PROBLEM
Reproduce only the rows from the one containing "Tag all occurrences of ceiling fan light" down to the one containing "[407,132,435,168]", changing "floor vent" to "floor register" and leaving everything else as is.

-*-

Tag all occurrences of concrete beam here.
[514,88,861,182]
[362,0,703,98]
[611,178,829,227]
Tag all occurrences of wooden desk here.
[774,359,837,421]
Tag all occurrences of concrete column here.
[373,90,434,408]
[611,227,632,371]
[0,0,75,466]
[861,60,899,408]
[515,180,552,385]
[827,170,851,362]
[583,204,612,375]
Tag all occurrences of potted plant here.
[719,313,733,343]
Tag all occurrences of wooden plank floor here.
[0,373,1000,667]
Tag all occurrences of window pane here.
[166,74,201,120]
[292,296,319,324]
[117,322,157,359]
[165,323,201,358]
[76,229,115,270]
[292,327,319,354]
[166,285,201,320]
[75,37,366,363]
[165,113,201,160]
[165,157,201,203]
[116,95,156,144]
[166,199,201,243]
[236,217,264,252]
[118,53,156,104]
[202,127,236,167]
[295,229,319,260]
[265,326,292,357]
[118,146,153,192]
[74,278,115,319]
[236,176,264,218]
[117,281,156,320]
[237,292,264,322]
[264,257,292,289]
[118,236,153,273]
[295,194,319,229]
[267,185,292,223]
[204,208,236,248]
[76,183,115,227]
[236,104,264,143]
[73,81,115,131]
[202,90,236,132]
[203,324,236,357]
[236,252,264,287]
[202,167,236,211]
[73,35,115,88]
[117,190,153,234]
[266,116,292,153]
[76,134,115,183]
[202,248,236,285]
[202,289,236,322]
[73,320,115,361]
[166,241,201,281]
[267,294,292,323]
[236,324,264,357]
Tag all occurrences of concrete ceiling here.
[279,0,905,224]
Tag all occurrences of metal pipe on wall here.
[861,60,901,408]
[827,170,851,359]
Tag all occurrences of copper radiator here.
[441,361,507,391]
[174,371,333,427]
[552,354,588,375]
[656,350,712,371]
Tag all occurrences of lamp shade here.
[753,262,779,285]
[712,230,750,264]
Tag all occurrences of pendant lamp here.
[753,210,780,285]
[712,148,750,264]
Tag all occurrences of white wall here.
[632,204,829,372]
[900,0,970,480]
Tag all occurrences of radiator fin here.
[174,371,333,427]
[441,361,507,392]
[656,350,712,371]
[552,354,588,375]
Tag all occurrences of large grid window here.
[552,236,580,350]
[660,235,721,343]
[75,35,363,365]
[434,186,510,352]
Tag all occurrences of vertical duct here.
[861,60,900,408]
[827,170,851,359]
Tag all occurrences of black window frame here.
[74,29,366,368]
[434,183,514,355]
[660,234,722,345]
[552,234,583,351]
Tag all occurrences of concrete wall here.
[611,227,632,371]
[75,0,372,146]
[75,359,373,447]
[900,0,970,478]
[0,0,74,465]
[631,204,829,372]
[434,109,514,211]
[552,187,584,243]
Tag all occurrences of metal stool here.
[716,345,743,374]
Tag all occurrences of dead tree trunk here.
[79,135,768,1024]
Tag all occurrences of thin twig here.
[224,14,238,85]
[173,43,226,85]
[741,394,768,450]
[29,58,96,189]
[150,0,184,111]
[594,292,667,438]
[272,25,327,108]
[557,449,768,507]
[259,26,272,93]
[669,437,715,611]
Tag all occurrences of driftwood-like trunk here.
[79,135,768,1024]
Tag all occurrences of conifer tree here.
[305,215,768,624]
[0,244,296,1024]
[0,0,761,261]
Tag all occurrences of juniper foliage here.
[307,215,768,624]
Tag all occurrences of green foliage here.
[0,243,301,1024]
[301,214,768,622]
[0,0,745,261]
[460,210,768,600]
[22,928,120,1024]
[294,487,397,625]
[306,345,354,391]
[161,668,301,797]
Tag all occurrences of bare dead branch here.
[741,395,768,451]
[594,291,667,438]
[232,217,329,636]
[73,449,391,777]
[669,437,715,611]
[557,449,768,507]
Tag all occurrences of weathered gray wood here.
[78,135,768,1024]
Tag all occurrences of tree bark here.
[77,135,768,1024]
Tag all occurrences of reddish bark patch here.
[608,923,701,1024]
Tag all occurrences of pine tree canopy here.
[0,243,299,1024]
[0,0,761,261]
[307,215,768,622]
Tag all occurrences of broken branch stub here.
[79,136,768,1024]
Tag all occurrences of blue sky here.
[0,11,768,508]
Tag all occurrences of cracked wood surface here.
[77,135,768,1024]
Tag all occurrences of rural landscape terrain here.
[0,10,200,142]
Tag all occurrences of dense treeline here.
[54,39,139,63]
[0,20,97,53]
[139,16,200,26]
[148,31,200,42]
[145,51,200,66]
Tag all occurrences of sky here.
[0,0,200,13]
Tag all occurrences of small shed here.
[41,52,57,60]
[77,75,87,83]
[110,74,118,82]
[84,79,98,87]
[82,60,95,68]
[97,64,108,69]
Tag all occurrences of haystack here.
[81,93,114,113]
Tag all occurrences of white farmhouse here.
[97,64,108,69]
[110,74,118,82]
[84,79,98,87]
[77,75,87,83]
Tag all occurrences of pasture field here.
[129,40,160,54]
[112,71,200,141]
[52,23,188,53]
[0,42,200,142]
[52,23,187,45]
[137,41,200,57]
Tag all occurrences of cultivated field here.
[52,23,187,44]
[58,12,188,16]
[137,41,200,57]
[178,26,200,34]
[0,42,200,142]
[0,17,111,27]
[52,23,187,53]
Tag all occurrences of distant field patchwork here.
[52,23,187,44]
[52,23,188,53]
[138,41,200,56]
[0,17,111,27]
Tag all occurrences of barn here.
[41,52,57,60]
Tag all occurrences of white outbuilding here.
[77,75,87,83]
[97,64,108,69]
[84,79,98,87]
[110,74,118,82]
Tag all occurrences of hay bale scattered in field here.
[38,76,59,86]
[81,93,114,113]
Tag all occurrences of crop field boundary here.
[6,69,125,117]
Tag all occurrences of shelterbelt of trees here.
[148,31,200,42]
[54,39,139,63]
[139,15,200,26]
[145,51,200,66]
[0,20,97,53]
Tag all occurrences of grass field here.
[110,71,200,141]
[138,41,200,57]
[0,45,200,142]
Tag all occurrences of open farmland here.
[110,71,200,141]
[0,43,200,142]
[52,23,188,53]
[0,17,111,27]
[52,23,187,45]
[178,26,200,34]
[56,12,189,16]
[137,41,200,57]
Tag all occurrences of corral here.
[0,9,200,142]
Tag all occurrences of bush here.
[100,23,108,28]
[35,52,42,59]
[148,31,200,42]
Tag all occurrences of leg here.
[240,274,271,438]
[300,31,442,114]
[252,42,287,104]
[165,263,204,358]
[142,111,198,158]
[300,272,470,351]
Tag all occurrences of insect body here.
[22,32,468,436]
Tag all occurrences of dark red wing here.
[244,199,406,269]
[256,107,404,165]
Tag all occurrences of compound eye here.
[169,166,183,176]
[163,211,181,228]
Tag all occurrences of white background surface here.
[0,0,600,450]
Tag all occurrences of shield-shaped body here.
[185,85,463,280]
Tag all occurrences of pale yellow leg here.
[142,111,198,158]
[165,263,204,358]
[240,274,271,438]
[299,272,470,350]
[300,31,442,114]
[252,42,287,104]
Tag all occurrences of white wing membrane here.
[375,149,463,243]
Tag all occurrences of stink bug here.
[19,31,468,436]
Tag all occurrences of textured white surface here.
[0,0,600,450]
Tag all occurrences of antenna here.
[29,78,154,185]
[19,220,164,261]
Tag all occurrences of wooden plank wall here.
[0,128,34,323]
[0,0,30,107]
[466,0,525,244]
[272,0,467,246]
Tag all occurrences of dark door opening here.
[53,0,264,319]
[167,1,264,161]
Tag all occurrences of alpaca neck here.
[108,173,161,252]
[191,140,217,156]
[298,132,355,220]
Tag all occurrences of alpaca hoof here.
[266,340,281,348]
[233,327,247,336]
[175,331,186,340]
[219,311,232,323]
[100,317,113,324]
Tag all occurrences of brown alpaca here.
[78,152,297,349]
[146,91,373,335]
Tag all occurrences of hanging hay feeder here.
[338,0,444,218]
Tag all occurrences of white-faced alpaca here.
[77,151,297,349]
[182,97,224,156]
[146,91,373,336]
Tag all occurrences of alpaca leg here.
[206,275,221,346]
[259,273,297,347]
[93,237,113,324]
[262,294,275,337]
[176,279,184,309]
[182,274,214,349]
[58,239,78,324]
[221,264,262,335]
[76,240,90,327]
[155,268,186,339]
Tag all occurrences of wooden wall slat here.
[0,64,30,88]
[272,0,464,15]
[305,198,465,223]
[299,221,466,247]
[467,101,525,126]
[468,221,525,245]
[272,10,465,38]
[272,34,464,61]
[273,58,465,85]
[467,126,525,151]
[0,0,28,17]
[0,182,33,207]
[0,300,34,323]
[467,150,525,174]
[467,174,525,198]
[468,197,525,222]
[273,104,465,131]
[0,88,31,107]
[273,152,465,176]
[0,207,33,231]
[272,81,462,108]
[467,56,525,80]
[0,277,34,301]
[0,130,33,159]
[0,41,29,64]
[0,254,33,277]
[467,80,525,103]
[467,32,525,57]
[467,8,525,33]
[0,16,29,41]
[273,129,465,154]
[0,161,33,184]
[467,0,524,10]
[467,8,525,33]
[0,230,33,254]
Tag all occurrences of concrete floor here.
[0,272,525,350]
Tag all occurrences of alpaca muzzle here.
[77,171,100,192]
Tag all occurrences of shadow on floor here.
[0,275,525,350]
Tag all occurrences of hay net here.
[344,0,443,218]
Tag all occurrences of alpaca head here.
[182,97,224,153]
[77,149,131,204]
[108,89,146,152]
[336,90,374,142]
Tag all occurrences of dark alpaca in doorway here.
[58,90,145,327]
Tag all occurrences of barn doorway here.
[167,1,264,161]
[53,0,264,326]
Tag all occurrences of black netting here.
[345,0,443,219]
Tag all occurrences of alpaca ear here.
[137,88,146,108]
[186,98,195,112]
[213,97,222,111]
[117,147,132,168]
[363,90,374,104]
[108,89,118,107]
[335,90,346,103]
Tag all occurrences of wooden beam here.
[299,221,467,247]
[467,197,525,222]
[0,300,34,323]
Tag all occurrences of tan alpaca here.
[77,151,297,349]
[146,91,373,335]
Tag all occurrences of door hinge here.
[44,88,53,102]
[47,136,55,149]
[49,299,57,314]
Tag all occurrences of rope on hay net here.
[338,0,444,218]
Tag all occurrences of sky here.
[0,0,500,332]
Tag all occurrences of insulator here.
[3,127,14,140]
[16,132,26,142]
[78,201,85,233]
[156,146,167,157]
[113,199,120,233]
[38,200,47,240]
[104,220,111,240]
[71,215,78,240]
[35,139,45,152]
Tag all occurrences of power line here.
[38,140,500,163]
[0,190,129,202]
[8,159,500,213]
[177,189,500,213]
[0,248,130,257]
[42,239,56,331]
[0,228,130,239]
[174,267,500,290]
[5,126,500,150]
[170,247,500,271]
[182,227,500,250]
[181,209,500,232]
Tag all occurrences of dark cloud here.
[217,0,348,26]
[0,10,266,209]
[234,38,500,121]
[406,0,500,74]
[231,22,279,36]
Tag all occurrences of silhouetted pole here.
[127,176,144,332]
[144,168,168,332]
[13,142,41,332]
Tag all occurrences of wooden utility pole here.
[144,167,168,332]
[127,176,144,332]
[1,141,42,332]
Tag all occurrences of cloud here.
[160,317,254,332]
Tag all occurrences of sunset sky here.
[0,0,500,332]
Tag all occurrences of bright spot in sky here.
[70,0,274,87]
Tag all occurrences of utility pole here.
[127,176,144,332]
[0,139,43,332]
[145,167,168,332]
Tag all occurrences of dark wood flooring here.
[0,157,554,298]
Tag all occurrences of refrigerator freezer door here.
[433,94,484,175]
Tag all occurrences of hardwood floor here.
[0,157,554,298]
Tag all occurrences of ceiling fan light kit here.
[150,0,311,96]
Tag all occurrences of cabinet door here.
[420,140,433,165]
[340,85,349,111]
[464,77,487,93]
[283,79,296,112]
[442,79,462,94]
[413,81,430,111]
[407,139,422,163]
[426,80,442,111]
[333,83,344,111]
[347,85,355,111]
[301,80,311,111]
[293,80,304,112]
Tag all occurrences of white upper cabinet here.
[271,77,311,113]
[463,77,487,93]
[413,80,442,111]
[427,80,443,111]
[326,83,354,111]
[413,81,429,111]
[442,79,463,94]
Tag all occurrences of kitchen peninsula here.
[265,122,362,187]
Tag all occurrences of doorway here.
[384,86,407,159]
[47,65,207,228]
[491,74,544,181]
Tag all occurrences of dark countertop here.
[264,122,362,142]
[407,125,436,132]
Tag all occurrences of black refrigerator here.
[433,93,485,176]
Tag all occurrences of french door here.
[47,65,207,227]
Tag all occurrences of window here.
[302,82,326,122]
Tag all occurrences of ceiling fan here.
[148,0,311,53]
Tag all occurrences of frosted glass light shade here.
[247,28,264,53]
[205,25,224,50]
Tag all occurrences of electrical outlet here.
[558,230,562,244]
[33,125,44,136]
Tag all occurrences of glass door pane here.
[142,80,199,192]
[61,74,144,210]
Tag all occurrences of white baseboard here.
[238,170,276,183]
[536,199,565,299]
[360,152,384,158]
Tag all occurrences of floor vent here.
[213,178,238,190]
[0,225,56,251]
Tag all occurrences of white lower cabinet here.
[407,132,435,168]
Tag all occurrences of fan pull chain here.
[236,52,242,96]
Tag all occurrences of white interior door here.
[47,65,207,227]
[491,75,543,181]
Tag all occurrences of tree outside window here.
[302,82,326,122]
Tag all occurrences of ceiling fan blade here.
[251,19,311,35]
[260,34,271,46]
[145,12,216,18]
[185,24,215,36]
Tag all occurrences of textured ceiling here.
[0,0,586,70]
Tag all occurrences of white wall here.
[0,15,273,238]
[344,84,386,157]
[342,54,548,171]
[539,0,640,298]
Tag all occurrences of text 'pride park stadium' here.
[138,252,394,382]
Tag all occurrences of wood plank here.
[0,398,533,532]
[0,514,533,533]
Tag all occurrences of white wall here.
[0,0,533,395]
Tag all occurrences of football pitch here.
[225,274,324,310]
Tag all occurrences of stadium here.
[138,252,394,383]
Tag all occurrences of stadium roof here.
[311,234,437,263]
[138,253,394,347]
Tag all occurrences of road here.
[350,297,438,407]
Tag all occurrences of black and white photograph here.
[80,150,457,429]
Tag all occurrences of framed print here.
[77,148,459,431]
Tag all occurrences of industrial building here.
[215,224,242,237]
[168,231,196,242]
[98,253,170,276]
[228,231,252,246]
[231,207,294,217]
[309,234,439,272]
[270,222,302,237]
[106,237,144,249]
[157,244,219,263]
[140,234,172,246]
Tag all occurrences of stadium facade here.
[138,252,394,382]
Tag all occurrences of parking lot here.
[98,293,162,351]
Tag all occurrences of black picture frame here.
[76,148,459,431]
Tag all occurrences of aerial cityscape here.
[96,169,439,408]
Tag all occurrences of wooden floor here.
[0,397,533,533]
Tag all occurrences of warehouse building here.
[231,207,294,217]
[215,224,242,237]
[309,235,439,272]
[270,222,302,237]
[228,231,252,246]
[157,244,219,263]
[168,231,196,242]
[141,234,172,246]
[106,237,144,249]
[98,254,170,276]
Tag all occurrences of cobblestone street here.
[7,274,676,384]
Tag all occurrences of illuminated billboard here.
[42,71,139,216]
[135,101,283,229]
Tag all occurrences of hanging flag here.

-*-

SOLUTION FOR THIS EXERCISE
Tag all occurrences of ceiling fan light kit here.
[150,0,311,96]
Tag all occurrences of cabinet door here.
[420,140,433,165]
[340,85,349,111]
[464,77,487,93]
[283,79,296,112]
[442,79,462,94]
[413,81,430,111]
[407,139,422,163]
[426,80,442,111]
[333,83,344,111]
[347,85,355,111]
[301,80,311,111]
[293,80,304,112]
Tag all occurrences of white upper cabinet here.
[271,77,311,113]
[463,77,487,93]
[413,80,442,111]
[427,80,443,111]
[326,83,354,111]
[413,81,429,111]
[442,79,463,94]
Tag all occurrences of kitchen peninsula here.
[265,122,362,187]
Tag all occurrences of doorway here.
[384,86,407,159]
[47,65,207,228]
[491,74,544,181]
Tag all occurrences of dark countertop here.
[264,122,362,142]
[407,125,436,132]
Tag all occurrences of black refrigerator here.
[433,93,485,176]
Tag all occurrences of french door here.
[47,65,207,227]
Tag all occurrences of window here.
[302,82,326,122]
Tag all occurrences of ceiling fan here.
[148,0,311,53]
Tag all occurrences of frosted glass light shade here.
[247,28,264,53]
[205,25,224,50]
Tag all occurrences of electrical outlet here.
[558,230,562,244]
[33,125,44,136]
Tag all occurrences of glass door pane here.
[142,80,199,192]
[61,74,144,210]
Tag all occurrences of white baseboard here.
[238,170,276,183]
[536,199,565,299]
[360,152,384,158]
Tag all occurrences of floor register here.
[213,178,238,190]
[0,225,56,251]
Tag all occurrences of white lower cabinet here.
[407,132,435,168]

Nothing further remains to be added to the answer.